▶ **Metinden Alıntı**
Tip:
Highlight text to annotate it
X
Çeviri: Enis Başol Gözden geçirme: Yağmur Yalçınkaya
Size bir şişe Ace çamaşır suyu ile
ter arasında ne bağlantı olduğunu
soracak olsaydım
muhtemelen siz de bunun tüm hafta Edinburgh'da
sorulan en basit soru olduğunu düşünürdünüz.
Ama bu ikisinin aşırı-bağlı, veriye dayalı küresel ekonomide
alternatif veya bir çeşit yeni para birimi
olduğunu söylesem
muhtemelen bu adamın tahtası eksik diye düşünürdünüz.
Ama bana güvenin, reklamcılık işinde çalışıyorum.
(Kahkahalar)
Ve size cevabı söyleyeceğim
ama tabii ki bu kısa aradan sonra.
Çok daha zor bir soru bana
yazarlarımızdan biri tarafından soruldu.
Birkaç hafta öncesine kadar ben de cevabı bilmiyordum:
Dünyanın en çok kazandıran para birimi hangisidir?
Aslında cevap Sanalpara.
Şimdi, bilmeyenleriniz için,
Sanalpara şifreli, sanal ve yapay para birimidir.
2008 yılında Satoshi Nakamoto takma adını kullanan
anonim bir programcı tarafından kuruldu.
Kim veya ne olduğunu hiç kimse bilmiyor.
Neredeyse internetin Banksy'si gibi biri.
Ve muhtemelen burda Sanalpara'ya adamakıllı bir faydam dokunmayacak
ama nasıl çalıştığıyla ilgili yorumum
Sanalparalar bu madencilik sürecinden geçerek çıkıyorlar.
Çok karmaşık bir matematik problemini çözmek için
meydan okunan bir bilgisayarlar ağı var
ve ilk çözebilen kişi Sanalparaları cebe indiriyor.

▶ **Çözülecek Problemler**
1. Sanalpara hakkındaki metne göre şu ifadeler doğru mu? (a) Sanalpara, 2008'de Satoshi Nakamoto takma adını kullanan anonim bir programcı tarafından kuruldu. (b) Konuşmacı bankacılık sektöründe çalışıyor. (c) Matematik problemini ilk çözen kişi Sanalparaları kazanıyor. Her birine evet ya da hayır deyip metinden belirleyici sözleri aynen alıntılar mısınız?
2. Sanalpara hakkındaki metnin "Ve size cevabı" sözlerinden "yapay para birimidir." sözlerine kadar olan kısmını olduğu gibi yazar mısınız?
Yalnızca metinden yararlanın.

▶ **Mevcut Veriler**
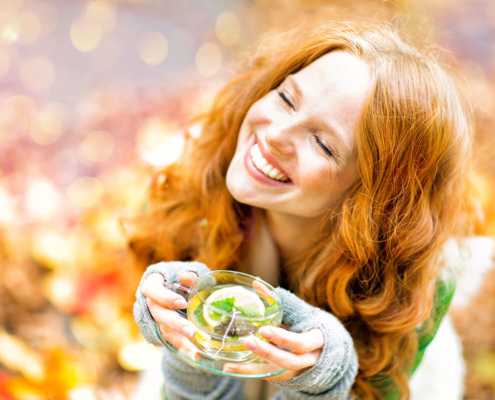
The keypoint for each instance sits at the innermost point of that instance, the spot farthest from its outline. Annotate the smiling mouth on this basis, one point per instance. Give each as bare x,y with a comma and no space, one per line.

▶ **Nihai Cevaplar**
1.
(a) Evet: "2008 yılında Satoshi Nakamoto takma adını kullanan anonim bir programcı tarafından kuruldu."
(b) Hayır: "Ama bana güvenin, reklamcılık işinde çalışıyorum."
(c) Evet: "ve ilk çözebilen kişi Sanalparaları cebe indiriyor."

2.
Ve size cevabı söyleyeceğim
ama tabii ki bu kısa aradan sonra.
Çok daha zor bir soru bana
yazarlarımızdan biri tarafından soruldu.
Birkaç hafta öncesine kadar ben de cevabı bilmiyordum:
Dünyanın en çok kazandıran para birimi hangisidir?
Aslında cevap Sanalpara.
Şimdi, bilmeyenleriniz için,
Sanalpara şifreli, sanal ve yapay para birimidir.